DIRECTIVE 1: According to the article on the smokers' rights fight, what amount in fines did the health department give Mike Kennedy?

SELECTED EXCERPT:
------

Posts Tagged ‘Canada’

Smoker’s rights fight heats up

Tuesday, February 2nd, 2010

You gotta love this story. After years of people telling him he’s a whackjob, someone actually listens. And…by gosh, he might be right!

cnews.ca

By RON CORBETT, QMI Agency

Mike Kennedy is a smokers' rights advocate who is trying to take a court case to the Supreme Court. (Tony Caldwell/QMI Agency)

OTTAWA — This story reads like Don Quixote tilting at windmills, only instead of windmills Mike Kennedy has been taking a run at government bureaucrats and public-health officials.

He has been fighting for eight years. Fought the City of Ottawa when it came in with its no-smoking bylaw. Then the province of Ontario, when the Smoke-Free Ontario Act came into effect in 2006.

It’s the province he’s still fighting with, in a story that took an interesting turn last week. It may also be the funniest tilting-at-windmill story that Kennedy has.

Happened in September 2007, when Kennedy tried to open a “private-members club” in Smiths Falls. Tried to do it at the site of the old Doolittle’s Pub, one of the few pubs in the world that once had a one-armed bartender.

STRANGE

It was a strange little pub, on the ground floor of a Comfort Inn, right by one of the locks on the Rideau Canal. Sadly missed, in an odd way. The perfect site for one of Kennedy’s escapades.

So anyway, he opened a private-members’ club. Hired some contract workers. Threw open the doors. Sold membership to his private club, the greatest amenity of which, as it turned out, was ashtrays.

That’s right, it was a smoker’s club. And boy, did that cause some problems.

In less than a month Kennedy had been booted from the premises (and it always took a fair bit of work to be booted from Doolittle’s). The Leeds Grenville and Lanark Health Unit had laid charges against him. His business dreams were up in smoke.

Kennedy has been fighting those charges ever since. Along with the $3,600 in fines the health department gave him.

Fought it at trial. Fought it through two appeals. Fought it when everybody started laughing at him and saying things like, “Mike, forget it. You’ve lost. Go home and have a cigarette.”

Fought it and talked about it and pretended he didn’t hear the laughter, or understand that people thought he was obsessed and perhaps even moderately crazy (“why would I spend so much time on this? Well, I guess its because I’m a dumb hick from Overbrook who can’t walk and chew gum at the same time.”)

But you know what? Someone finally listened to Mike Kennedy.

Martin W. Mason is one of the most respected lawyers in Ottawa.

------

Region labeling entries
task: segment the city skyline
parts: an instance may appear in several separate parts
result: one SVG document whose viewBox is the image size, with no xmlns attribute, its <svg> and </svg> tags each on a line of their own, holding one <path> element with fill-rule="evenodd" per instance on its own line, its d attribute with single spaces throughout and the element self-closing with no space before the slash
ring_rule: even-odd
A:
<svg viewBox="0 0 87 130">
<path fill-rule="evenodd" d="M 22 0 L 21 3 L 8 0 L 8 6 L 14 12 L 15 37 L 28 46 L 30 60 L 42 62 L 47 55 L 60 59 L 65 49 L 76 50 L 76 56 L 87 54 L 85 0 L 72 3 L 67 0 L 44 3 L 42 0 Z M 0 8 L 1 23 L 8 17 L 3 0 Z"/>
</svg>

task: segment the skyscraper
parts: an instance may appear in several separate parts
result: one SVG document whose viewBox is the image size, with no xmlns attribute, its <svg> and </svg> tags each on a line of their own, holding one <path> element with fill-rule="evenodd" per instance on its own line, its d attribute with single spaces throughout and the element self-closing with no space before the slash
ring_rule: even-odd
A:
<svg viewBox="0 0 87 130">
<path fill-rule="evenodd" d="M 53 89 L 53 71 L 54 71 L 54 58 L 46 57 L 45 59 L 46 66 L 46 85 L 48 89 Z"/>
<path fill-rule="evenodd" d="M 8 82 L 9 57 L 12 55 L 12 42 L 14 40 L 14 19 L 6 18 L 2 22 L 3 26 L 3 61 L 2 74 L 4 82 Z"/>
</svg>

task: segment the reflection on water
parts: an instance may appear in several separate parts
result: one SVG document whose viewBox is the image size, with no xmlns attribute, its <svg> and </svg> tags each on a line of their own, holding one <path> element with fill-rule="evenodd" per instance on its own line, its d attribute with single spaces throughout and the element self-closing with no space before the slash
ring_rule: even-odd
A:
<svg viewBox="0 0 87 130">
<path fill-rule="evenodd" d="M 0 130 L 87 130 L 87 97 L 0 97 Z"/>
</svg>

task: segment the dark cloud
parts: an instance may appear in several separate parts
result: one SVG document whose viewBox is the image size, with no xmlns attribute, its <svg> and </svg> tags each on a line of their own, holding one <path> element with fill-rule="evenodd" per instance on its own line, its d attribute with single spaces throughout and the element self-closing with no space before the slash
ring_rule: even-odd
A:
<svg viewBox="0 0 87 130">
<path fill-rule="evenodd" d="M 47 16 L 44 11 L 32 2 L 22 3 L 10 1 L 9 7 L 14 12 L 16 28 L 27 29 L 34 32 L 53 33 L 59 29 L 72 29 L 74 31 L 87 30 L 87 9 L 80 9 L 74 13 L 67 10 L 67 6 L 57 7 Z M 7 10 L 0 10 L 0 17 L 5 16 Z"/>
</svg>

------

DIRECTIVE 2: Substitute "object" for "instance" in the entries, from the line holding "task: segment the reflection on water" through the end of the entries, inclusive. Return only those lines, with everything else left as it is.

EXERCISE SOLUTION 1: $3,600

EXERCISE SOLUTION 2:
task: segment the reflection on water
parts: an object may appear in several separate parts
result: one SVG document whose viewBox is the image size, with no xmlns attribute, its <svg> and </svg> tags each on a line of their own, holding one <path> element with fill-rule="evenodd" per object on its own line, its d attribute with single spaces throughout and the element self-closing with no space before the slash
ring_rule: even-odd
A:
<svg viewBox="0 0 87 130">
<path fill-rule="evenodd" d="M 0 130 L 87 130 L 87 97 L 0 97 Z"/>
</svg>

task: segment the dark cloud
parts: an object may appear in several separate parts
result: one SVG document whose viewBox is the image size, with no xmlns attribute, its <svg> and </svg> tags each on a line of their own, holding one <path> element with fill-rule="evenodd" per object on its own line, its d attribute with single spaces throughout and the element self-closing with no space before the slash
ring_rule: even-odd
A:
<svg viewBox="0 0 87 130">
<path fill-rule="evenodd" d="M 47 16 L 44 11 L 32 2 L 22 3 L 10 1 L 9 7 L 14 12 L 16 28 L 27 29 L 34 32 L 53 33 L 59 29 L 72 29 L 74 31 L 87 30 L 87 9 L 80 9 L 74 13 L 67 10 L 67 6 L 57 7 Z M 7 10 L 0 10 L 0 17 L 5 16 Z"/>
</svg>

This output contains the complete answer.